The data below should be repeated exactly and in full.

☆ ☆ ☆ ☆ ☆ ☆ ☆

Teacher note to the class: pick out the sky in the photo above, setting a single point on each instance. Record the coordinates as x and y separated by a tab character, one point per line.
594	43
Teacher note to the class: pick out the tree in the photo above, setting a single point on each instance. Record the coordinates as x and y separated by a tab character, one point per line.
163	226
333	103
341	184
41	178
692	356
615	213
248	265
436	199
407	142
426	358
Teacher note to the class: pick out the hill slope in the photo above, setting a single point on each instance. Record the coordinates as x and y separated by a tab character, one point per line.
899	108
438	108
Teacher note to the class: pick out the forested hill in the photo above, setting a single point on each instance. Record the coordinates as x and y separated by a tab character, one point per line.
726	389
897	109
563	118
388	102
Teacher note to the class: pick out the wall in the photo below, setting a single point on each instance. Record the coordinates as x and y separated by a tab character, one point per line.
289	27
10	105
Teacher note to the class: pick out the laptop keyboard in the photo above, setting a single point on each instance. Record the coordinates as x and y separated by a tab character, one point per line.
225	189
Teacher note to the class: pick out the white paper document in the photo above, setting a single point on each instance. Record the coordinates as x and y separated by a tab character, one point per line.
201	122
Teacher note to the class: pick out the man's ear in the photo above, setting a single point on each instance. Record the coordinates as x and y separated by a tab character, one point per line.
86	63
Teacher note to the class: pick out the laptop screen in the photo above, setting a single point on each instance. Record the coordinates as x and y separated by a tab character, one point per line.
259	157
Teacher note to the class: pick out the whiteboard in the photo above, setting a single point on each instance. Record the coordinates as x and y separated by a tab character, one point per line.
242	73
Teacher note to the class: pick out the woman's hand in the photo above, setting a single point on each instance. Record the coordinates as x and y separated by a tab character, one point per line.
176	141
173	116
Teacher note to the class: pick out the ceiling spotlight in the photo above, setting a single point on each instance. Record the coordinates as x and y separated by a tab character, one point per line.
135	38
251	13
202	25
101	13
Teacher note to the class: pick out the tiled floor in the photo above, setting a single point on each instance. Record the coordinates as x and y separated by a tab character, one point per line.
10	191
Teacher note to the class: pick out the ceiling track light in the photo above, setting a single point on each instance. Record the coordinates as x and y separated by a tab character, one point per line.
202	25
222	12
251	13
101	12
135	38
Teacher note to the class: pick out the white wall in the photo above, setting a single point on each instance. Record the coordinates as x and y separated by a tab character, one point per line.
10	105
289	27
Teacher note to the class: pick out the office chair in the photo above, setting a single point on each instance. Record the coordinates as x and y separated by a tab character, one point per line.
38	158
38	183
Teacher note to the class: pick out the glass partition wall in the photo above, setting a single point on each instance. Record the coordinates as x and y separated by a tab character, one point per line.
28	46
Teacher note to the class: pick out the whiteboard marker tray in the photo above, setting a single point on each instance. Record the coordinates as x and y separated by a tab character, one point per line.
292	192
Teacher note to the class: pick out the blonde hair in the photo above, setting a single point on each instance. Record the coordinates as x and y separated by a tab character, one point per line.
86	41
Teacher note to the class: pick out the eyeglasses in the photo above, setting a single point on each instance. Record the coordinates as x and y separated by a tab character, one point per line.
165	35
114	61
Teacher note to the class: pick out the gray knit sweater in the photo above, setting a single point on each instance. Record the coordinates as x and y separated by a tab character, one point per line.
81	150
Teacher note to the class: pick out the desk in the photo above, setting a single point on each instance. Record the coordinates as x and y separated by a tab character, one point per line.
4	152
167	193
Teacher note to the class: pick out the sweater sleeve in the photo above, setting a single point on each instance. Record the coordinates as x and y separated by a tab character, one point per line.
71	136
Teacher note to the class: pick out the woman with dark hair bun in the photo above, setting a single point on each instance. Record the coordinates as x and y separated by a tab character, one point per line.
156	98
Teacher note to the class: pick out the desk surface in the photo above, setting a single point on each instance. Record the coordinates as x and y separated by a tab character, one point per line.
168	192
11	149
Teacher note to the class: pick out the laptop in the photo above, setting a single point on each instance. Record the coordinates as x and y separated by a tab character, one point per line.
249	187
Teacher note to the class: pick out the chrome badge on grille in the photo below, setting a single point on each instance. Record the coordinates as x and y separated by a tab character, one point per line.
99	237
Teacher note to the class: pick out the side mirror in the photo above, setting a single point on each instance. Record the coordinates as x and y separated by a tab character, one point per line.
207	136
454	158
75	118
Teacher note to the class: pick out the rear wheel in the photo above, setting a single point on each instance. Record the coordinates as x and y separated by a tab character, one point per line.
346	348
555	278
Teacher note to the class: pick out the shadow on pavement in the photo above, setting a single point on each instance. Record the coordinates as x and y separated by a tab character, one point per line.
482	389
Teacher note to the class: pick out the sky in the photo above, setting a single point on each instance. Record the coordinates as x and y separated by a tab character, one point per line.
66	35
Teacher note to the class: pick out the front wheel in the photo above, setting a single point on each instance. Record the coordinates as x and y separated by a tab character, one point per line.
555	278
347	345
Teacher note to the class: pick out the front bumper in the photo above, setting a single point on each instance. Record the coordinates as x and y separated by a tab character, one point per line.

☆ ☆ ☆ ☆ ☆ ☆ ☆

§ ANSWER SPACE
Teacher note to the class: pick out the sky in the photo above, setting a single point on each instance. Record the coordinates as x and y separated by a tab character, one point per line.
594	43
Teacher note to the class: pick out the tree in the photo above, setting a single point on each instance. Record the coordinates as x and y separated by a tab character, one point per line.
163	226
333	103
341	184
41	178
692	356
615	213
248	265
436	199
407	142
426	358
Teacher note to the class: pick out the hill slope in the photo above, setting a single point on each instance. Record the coordinates as x and y separated by a tab character, one point per line.
899	108
438	108
Teacher note to the class: pick out the forested hill in the photo above, setting a single point on each instance. Record the coordinates as x and y separated by a tab character, one point per line.
726	389
897	109
563	118
388	102
Teacher note to the class: pick out the wall in the photo below, setting a single point on each instance. Record the coordinates as x and y separated by a tab character, one point per line.
289	27
10	105
Teacher note to the class: pick out the laptop keyboard in the photo above, setting a single point on each instance. Record the coordinates as x and y separated by a tab character, one point per line.
225	189
Teacher note to the class: pick out the white paper document in the photo above, setting a single point on each instance. Record the coordinates as x and y separated by a tab character, one point per line.
201	122
Teacher note to the class: pick out the man's ear in the photo above, setting a single point on each instance. Record the coordinates as x and y separated by a tab character, one point per line.
86	63
Teacher note to the class: pick out the laptop screen in the photo above, setting a single point on each instance. Record the coordinates as x and y separated by a tab character, one point per line.
259	157
Teacher note to the class: pick out the whiteboard in the photo above, setting a single point on each instance. Record the coordinates as x and y separated by a tab character, one point per line.
242	73
Teacher note to the class: pick out the woman's hand in the photo above, setting a single point on each instance. Record the coordinates as x and y separated by a tab character, one point per line.
176	141
173	116
Teacher note to the class: pick out the ceiling spotlight in the photo above, setting a single point on each instance. Record the coordinates as x and y separated by a tab character, one point per line.
135	38
251	13
202	25
101	13
Teacher note to the class: pick out the tiled floor in the photo above, setting a single point on each instance. Record the coordinates as x and y separated by a tab character, one point per line.
10	191
Teacher note to the class: pick out the ceiling track light in the photo above, setting a single point on each instance. Record the coordinates as x and y separated by a tab character, one point per line.
202	25
222	12
251	13
101	12
135	38
Teacher note to the class: pick out the white wall in the photo above, setting a single point on each instance. Record the coordinates as x and y separated by a tab character, one point per line.
10	105
289	27
Teacher note to the class: pick out the office chair in the photo above, setting a single point on each instance. Record the coordinates as x and y separated by a tab character, one point per line.
38	158
38	183
Teacher note to the class: pick out the glass partition wall in the photo above, setting a single point on each instance. Record the coordinates as x and y separated by a tab character, one point per line.
28	46
Teacher note to the class: pick out the whiteboard marker tray in the photo above, setting a single point on each instance. Record the coordinates as x and y separated by a tab character, one point per line.
292	192
Teacher note to the class: pick out the blonde hair in the photo above, setting a single point on each instance. Record the coordinates as x and y separated by a tab character, one point per line.
86	41
Teacher note to the class: pick out the eyeglasses in the photo above, setting a single point on each instance. Record the coordinates as x and y separated by a tab character, one point per line.
165	35
114	61
Teacher note to the class: pick out the gray knit sweater in the photo above, setting a single point on each instance. Record the coordinates as x and y separated by a tab character, one point per line.
81	150
Teacher note to the class: pick out the desk in the photo above, setting a single point on each instance. Record the coordinates as x and y separated by a tab character, one point per line.
4	152
167	193
Teacher note to the class: pick out the sweater sleeve in the photo above, setting a single point on each instance. Record the coordinates as x and y separated by a tab character, one point per line.
71	136
Teacher note to the class: pick out the woman with dark hair bun in the photo above, setting a single point on each instance. Record the coordinates as x and y separated by a tab character, one point per line.
156	98
Teacher note to the class: pick out the desk surface in the photo above, setting a single point on each instance. Record the coordinates as x and y separated by a tab character, one point per line.
168	192
11	149
Teacher note to the class: pick out the laptop in the photo above, setting a single point on each instance. Record the coordinates as x and y separated by a tab character, one point per line.
249	187
Teacher note to the class: pick out the chrome badge on grille in the photo below, setting a single point on each instance. Record the coordinates as x and y separated by a tab character, one point per line.
99	237
Teacher note to the class: pick out the side mirror in the photo above, setting a single point on each instance. Record the coordinates as x and y separated by a tab character, one point per line.
207	136
454	158
75	118
Teacher note to the class: pick out the rear wheel in the photo above, setting a single point on each instance. Record the coordinates as x and y separated by a tab character, one point per line.
346	348
555	278
Teacher note to the class: pick out the shadow on pavement in the photo above, setting a single point on each instance. Record the coordinates as x and y separated by a tab character, one point per line.
482	389
Teacher note to the class: pick out the sky in the photo above, setting a single point on each instance. Record the coordinates as x and y separated by a tab character, one point per line.
66	35
Teacher note to the class: pick out the front wheel in the photo above, setting a single point on each instance. Record the coordinates as x and y separated by a tab character, one point per line.
555	278
347	345
Teacher note to the class: pick out the front bumper in the photo above, setting a single point on each instance. Record the coordinates as x and y separated by a tab character, one point per line.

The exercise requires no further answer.